=== MATERIAL TO PROCESS ===
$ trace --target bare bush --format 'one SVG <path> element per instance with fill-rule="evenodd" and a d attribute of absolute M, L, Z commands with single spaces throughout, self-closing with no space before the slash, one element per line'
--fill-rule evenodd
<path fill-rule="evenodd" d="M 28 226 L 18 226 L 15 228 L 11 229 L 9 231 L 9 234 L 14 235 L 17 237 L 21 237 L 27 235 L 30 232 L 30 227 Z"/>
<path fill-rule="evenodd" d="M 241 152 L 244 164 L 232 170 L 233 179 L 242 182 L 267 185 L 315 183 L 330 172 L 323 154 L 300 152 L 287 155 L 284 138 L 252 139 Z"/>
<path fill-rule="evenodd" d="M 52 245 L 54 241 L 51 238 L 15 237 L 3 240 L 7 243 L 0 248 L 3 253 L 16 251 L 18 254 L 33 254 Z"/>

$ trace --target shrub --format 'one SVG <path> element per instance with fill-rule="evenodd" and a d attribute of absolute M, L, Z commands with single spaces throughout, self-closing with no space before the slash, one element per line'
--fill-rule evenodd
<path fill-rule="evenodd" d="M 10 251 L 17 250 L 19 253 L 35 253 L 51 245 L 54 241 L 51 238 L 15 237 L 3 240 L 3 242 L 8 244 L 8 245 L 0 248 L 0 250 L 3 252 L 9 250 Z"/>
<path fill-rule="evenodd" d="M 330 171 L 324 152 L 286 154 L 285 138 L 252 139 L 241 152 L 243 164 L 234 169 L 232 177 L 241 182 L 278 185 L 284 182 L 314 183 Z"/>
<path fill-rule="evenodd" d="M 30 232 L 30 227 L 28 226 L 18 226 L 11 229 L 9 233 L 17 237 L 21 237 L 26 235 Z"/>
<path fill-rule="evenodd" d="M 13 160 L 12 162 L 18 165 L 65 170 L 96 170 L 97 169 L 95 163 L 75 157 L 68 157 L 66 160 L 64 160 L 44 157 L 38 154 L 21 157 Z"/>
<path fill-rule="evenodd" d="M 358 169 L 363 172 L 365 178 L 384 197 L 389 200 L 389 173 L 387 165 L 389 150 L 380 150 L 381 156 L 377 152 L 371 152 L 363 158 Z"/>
===
# PROBLEM DETAILS
Rewrite the lines above, replacing "bare bush" with "leafless bush" and keeping everything else the same.

# WRITTEN SOLUTION
$ trace --target leafless bush --format 'one SVG <path> element per instance with fill-rule="evenodd" and a d attribute of absolute M, L, Z commands with single spaces throughout, self-closing with no space before the slash, one element per line'
--fill-rule evenodd
<path fill-rule="evenodd" d="M 28 226 L 18 226 L 15 228 L 11 229 L 9 231 L 9 234 L 14 235 L 17 237 L 21 237 L 27 235 L 30 232 L 30 227 Z"/>
<path fill-rule="evenodd" d="M 241 152 L 244 164 L 232 170 L 233 179 L 242 182 L 267 185 L 315 183 L 330 172 L 323 154 L 300 152 L 287 155 L 284 138 L 252 139 Z"/>
<path fill-rule="evenodd" d="M 52 245 L 54 241 L 51 238 L 15 237 L 3 240 L 7 243 L 0 248 L 3 253 L 16 251 L 18 254 L 33 254 Z"/>

$ trace --target shrub --format 'one SVG <path> element per instance with fill-rule="evenodd" and a d attribute of absolute M, L, Z commands with single spaces throughout, self-closing with no space before the slash, one element per line'
--fill-rule evenodd
<path fill-rule="evenodd" d="M 10 251 L 17 250 L 19 253 L 35 253 L 51 245 L 54 241 L 51 238 L 15 237 L 3 240 L 3 242 L 8 244 L 8 245 L 0 248 L 0 250 L 3 252 L 9 250 Z"/>
<path fill-rule="evenodd" d="M 330 171 L 324 152 L 286 154 L 285 138 L 252 139 L 241 152 L 243 164 L 234 169 L 232 177 L 241 182 L 278 185 L 284 182 L 314 183 Z"/>
<path fill-rule="evenodd" d="M 30 232 L 30 227 L 28 226 L 18 226 L 11 229 L 9 233 L 17 237 L 21 237 L 26 235 Z"/>
<path fill-rule="evenodd" d="M 13 160 L 12 162 L 18 165 L 65 170 L 96 170 L 97 169 L 95 163 L 75 157 L 68 157 L 66 160 L 64 160 L 44 157 L 38 154 L 21 157 Z"/>
<path fill-rule="evenodd" d="M 358 169 L 363 172 L 365 178 L 384 197 L 389 200 L 389 173 L 387 165 L 389 150 L 380 150 L 381 156 L 377 152 L 371 152 L 363 158 Z"/>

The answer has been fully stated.